__TEXT SECTION__
#####

Life & Work Magazine
Life & Work Magazine


3 mins

This column will make your jaw drop

Ron Ferguson laments modern-day emotional incontinence.

TODAY, dears, I want to talk to you about incontinence. (Sharp intakes of breath throughout the land.) For anyone over the age of 39, which I am – “Impossible!” I hear you cry as you look at my photograph – this is a subject that is too close for comfort, so to speak.

Now, incontinence is no laughing matter – though there is a splendid Monty Python skit on Olympic Games for Incontinents; in one race, when the starting gun is fired, the contestants all sprint towards the bushes.

The incontinence I’m talking about in this worthy column is not physical, but emotional, incontinence. “What is this deranged galoot from the North on about noo?” I hear you cry irascibly. Well, I am about to explain, after I’ve been to the loo.

If you use a computer, you cannot fail to have noticed the ever-encroaching abundance of celebrity gossip. Its language is increasingly hysterical. “This photo” – usually of someone’s bum – “will make your jaw drop”. Not only that, it will literally make your jaw drop. The dropping of one’s jaw is apparently mandatory nowadays, however asinine the picture actually is.

Put down your Life and Work for a moment, gentle reader, and go over to your mirror. Practice dropping your jaw. I tried it, and nearly dislocated my jaw. I hope this little experiment has not required the intervention of paramedics, as well as scaring your dug. Reading Life and Work can be dangerous.

I’ve already drawn attention to the fact that nowadays if someone asks you how you are, you’re supposed to reply ‘awesome’; this means that when something truly awesome – such as a direct experience of God – happens, you have run out of language to talk about it. (Mind you, I suppose you can just make your jaw go up and down and take a selfie.)

#####

From the magazine column, write out the passage starting with "The incontinence I’m" and going on through "to the loo.". The entries aren't needed for this.

__MATERIAL SUPPLIED__
#####

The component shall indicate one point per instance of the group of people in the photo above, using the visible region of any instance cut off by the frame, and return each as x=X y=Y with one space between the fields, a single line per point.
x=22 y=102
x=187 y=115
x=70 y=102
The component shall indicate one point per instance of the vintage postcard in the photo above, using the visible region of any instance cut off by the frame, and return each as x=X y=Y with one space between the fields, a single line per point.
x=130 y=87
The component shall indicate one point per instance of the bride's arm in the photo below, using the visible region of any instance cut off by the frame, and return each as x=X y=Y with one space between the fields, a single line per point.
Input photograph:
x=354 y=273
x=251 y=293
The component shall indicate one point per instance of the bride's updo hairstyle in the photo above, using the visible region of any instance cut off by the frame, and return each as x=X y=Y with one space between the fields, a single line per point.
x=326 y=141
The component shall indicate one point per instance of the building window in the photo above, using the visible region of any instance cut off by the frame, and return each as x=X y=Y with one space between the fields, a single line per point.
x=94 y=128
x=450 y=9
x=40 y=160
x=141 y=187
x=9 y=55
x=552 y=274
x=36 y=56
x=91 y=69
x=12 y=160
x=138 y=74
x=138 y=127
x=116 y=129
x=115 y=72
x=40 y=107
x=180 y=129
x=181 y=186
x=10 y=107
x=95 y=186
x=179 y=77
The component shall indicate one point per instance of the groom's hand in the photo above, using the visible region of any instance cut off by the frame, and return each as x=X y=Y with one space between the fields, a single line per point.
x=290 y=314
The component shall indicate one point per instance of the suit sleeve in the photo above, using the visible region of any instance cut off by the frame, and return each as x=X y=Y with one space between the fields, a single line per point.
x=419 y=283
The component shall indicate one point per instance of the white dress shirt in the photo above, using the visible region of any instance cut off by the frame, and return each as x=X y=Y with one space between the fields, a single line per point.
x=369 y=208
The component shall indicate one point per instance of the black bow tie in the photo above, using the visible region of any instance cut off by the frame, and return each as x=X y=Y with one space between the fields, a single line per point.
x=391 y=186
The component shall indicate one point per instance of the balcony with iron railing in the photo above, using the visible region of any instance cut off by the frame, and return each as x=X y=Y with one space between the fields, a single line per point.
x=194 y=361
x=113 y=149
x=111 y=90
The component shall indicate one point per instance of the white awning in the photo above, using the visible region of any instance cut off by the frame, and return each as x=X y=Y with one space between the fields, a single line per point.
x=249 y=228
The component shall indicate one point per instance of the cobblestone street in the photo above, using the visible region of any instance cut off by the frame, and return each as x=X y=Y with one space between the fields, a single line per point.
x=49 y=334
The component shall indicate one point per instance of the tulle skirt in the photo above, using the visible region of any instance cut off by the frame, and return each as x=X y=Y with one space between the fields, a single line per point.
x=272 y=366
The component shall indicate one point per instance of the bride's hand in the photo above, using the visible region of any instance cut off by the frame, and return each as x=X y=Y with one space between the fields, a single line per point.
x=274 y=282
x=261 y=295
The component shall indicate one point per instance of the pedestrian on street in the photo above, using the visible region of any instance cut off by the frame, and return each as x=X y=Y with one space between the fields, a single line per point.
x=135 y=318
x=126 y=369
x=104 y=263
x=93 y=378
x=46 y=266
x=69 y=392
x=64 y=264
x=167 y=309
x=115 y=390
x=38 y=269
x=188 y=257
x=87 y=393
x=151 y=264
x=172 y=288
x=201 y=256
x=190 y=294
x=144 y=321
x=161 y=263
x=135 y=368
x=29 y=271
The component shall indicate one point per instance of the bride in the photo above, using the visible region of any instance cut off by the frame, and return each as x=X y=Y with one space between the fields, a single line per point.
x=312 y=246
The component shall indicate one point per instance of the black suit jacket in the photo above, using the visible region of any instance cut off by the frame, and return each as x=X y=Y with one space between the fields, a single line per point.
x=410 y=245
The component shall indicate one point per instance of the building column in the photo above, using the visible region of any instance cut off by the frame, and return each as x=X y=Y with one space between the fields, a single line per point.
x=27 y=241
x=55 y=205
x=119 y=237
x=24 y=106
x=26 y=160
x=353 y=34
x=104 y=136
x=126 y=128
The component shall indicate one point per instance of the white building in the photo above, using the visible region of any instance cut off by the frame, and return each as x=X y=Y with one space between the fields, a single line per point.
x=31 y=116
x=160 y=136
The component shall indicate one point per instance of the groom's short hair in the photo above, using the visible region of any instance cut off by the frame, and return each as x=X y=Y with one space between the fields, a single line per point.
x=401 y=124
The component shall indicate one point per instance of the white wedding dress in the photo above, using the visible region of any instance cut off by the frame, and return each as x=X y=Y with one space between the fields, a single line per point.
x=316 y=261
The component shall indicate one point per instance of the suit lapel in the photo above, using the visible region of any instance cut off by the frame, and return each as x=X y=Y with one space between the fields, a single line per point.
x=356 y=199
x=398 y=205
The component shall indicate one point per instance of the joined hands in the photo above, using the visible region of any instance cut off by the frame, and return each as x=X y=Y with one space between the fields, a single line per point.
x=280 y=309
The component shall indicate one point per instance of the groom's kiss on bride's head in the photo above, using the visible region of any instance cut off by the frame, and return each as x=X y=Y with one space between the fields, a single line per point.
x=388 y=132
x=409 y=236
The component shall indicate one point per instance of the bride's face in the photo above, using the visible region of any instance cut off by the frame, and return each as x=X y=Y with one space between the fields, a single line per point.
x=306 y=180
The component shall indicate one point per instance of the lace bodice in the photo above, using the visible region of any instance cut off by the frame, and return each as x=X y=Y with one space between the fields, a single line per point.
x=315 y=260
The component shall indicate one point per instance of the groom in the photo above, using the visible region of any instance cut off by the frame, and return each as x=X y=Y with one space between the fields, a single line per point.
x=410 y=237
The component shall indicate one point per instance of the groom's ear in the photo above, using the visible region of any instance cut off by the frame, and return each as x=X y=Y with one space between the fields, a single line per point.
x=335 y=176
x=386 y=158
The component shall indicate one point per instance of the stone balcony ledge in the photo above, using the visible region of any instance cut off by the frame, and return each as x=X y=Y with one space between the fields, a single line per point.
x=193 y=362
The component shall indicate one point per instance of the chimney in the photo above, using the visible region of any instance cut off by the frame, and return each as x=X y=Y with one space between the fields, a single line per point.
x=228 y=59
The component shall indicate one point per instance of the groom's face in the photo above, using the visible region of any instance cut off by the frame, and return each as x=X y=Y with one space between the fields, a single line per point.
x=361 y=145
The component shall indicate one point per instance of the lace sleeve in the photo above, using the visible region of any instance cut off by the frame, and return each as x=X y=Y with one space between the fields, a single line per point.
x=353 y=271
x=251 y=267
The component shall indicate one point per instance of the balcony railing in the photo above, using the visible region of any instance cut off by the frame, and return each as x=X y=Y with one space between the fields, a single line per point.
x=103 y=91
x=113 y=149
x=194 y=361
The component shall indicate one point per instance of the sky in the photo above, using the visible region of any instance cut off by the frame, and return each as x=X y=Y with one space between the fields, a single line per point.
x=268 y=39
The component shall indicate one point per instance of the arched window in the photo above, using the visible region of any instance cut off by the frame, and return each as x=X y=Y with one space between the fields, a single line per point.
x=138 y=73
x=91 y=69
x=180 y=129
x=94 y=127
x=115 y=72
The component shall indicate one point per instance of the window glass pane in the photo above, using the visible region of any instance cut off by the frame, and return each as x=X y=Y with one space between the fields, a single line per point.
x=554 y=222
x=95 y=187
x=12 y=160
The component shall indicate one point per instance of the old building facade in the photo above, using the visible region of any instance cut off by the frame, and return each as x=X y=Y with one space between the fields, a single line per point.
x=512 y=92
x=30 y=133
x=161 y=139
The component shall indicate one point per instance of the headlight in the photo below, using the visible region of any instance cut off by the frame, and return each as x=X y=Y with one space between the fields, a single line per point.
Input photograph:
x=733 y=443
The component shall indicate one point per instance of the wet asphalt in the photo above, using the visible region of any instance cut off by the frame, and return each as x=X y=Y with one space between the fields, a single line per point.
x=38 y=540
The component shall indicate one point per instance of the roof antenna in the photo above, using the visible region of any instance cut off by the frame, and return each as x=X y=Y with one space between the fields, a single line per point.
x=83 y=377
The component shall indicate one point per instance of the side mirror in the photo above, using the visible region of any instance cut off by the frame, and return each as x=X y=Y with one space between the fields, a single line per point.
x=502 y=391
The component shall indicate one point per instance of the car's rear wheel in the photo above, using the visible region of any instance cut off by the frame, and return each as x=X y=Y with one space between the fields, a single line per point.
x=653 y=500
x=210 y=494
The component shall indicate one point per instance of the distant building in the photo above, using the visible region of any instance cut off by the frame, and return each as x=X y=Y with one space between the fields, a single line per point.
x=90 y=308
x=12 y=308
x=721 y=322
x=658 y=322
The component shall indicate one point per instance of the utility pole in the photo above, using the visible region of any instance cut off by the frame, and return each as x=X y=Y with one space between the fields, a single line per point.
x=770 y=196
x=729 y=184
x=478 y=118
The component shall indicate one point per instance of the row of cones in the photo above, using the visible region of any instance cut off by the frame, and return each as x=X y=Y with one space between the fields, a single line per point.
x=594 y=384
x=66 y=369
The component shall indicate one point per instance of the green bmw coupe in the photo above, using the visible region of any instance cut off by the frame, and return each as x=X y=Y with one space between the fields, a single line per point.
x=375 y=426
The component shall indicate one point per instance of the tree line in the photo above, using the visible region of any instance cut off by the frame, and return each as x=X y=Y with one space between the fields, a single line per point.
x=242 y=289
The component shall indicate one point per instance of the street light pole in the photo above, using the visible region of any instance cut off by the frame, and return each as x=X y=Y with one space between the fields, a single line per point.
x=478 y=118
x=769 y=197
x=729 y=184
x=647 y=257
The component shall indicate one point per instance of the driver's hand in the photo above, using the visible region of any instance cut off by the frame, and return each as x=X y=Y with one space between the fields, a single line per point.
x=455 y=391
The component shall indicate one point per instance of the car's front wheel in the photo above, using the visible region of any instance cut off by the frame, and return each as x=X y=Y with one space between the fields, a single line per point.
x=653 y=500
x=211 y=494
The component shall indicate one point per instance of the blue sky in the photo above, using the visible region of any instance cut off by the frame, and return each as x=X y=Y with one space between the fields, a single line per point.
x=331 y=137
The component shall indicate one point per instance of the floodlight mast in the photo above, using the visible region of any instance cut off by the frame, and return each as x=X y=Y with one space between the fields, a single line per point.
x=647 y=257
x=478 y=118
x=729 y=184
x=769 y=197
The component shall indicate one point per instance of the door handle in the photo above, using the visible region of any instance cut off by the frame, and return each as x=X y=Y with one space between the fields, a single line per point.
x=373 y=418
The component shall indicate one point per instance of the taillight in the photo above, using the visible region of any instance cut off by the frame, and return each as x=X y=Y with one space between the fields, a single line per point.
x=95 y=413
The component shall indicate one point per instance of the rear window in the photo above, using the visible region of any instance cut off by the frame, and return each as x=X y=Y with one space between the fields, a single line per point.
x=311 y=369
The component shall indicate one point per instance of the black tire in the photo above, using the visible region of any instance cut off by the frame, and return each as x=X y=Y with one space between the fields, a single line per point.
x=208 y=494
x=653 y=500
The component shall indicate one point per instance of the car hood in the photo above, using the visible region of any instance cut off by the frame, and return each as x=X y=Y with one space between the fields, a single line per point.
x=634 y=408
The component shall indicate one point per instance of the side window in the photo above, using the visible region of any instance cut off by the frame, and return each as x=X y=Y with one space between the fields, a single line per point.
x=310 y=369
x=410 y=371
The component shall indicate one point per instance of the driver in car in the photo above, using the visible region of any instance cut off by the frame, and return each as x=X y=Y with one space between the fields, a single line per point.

#####

__SOLUTION__
The incontinence I’m talking about in this worthy column is not physical, but emotional, incontinence. “What is this deranged galoot from the North on about noo?” I hear you cry irascibly. Well, I am about to explain, after I’ve been to the loo.